[TASK TO COMPLETE]
Reproduce every one of the records below word for word, with nothing changed.

[INFORMATION GIVEN]
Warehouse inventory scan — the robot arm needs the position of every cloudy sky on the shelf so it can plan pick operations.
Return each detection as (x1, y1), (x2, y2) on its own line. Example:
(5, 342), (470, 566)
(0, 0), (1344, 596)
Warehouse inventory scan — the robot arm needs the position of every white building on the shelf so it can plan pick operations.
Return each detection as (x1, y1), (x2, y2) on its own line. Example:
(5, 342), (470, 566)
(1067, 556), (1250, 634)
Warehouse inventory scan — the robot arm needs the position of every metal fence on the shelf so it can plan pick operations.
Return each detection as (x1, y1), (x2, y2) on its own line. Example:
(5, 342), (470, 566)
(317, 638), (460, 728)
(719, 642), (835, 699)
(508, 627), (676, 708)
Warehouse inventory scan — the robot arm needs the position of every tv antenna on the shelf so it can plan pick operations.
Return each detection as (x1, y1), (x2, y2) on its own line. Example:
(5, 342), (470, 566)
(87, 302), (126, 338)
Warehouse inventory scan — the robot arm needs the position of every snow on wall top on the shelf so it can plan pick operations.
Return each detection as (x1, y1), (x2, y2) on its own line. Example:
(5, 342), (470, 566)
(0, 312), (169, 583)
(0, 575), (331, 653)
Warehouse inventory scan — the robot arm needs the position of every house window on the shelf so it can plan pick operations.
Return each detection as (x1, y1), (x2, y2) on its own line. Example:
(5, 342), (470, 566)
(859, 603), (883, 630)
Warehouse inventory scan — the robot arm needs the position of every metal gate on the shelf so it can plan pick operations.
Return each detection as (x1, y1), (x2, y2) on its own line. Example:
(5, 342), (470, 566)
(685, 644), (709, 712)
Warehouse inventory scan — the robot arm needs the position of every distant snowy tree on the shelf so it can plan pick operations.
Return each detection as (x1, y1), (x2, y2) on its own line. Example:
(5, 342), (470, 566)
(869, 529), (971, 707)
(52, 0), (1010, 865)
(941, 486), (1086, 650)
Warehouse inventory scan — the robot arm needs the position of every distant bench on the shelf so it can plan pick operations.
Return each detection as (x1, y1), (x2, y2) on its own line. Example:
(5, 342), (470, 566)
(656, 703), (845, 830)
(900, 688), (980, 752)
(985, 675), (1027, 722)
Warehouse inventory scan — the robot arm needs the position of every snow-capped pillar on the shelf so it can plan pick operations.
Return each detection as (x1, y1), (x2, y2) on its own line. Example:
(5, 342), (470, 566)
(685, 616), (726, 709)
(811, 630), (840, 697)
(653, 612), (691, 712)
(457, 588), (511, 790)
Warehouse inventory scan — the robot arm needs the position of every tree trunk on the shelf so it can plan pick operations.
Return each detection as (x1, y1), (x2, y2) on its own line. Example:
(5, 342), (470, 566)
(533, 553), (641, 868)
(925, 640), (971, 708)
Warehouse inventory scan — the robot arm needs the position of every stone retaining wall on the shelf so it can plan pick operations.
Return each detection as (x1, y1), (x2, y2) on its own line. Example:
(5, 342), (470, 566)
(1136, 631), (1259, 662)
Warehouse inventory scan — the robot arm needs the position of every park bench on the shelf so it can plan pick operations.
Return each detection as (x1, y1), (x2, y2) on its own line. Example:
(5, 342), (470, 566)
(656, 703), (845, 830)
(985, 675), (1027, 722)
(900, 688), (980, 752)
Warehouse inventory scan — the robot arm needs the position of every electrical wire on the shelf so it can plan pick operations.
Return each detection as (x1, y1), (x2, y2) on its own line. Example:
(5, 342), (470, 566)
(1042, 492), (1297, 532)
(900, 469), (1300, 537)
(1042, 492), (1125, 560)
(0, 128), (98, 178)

[EXERCISE SOLUTION]
Warehouse inventory scan — the robot arm needs the position of every cloudy sky on the shelf so it can plan pick operations.
Return each detection as (x1, y1), (x2, y2) on its own line. Example:
(5, 342), (470, 566)
(0, 0), (1344, 596)
Warehouse inventory scan — the robot arm needs the position of every white building on the shelf so it can plan pick operations.
Return each detection as (x1, y1), (x2, y2) on its own line. Example:
(5, 342), (470, 566)
(1067, 556), (1250, 634)
Warehouse inventory scan — the robot arm needs the position of every metal fence on the shelf so it can plan pick operations.
Return each detection as (x1, y1), (x2, y2) on its own line. Example:
(5, 342), (470, 566)
(317, 638), (460, 728)
(719, 642), (835, 699)
(508, 627), (676, 708)
Warehouse inventory scan — the robot arm needs the position of every tv antenna on the shelf so it can plan pick operations.
Return each detection as (x1, y1), (x2, y2) on its own line. Example:
(5, 342), (470, 566)
(87, 302), (126, 338)
Warehouse inventory scan — the robot arm needs the position of every snow on wall top on the shelf so it can plan pick operations.
Return each detection as (x1, y1), (x2, y2) on its own line. Example:
(5, 342), (470, 566)
(0, 312), (169, 583)
(0, 575), (331, 653)
Warehouse inventory scan — the robot arm needs the position of every house window on the shelf so it can plan pick operations.
Return each detection as (x1, y1), (x2, y2) on its own line. Example:
(5, 342), (470, 566)
(859, 603), (883, 630)
Warehouse inventory scan — the robot arm needs the position of every metal gate on the shelf so it can plan pick operations.
Return each detection as (x1, y1), (x2, y2) on its own line. Example:
(5, 342), (470, 566)
(685, 644), (709, 712)
Warehouse inventory scan — the robot arm needs the position of every distant snowy tree on the shelf so it can plan pick operations.
Return each detection as (x1, y1), (x2, y2) on its own line. Example:
(5, 342), (470, 566)
(869, 529), (971, 707)
(52, 0), (1010, 865)
(941, 486), (1086, 650)
Warehouse inventory scan — the robot arm needs the position of every distant bench on the shelf so it can plan pick operations.
Return each detection as (x1, y1), (x2, y2) on its own line. Example:
(5, 342), (470, 566)
(656, 703), (845, 830)
(900, 688), (980, 752)
(985, 675), (1027, 722)
Warehouse inventory scan — the robot arm needs the position of every snow-capped pillar on the shelf so it can plan pick operations.
Return each detection as (x1, y1), (x2, y2) on its own line. Example:
(5, 342), (470, 566)
(685, 616), (726, 709)
(811, 630), (840, 697)
(653, 612), (691, 712)
(457, 588), (511, 790)
Warehouse inventory scan — the robot arm needs the position of every tree trunk on the shelf so it can plan pick operations.
Return each detection as (x1, y1), (x2, y2) on its own line. Example:
(5, 342), (470, 566)
(533, 553), (641, 868)
(925, 640), (971, 708)
Warehouse inventory scan — the robot arm needs the position of every stone retaining wall on the shelf so it can plan pick operations.
Return each detection as (x1, y1), (x2, y2) on its own line. Example:
(5, 342), (470, 566)
(1136, 631), (1259, 662)
Warehouse inventory scan — the robot arm needs the position of every park bench on the shelf so it can plan pick operations.
Return each detection as (x1, y1), (x2, y2) on its own line. Example:
(5, 342), (470, 566)
(656, 703), (845, 830)
(985, 675), (1027, 722)
(900, 688), (980, 752)
Warehouse inventory scan — the robot arm needs the position of every electrical wire on the shelf so it can plan pick operations.
Return each detection as (x1, y1), (x2, y2) on its own line. Example:
(5, 342), (470, 566)
(1042, 492), (1297, 532)
(900, 469), (1300, 537)
(1042, 492), (1125, 560)
(0, 128), (98, 178)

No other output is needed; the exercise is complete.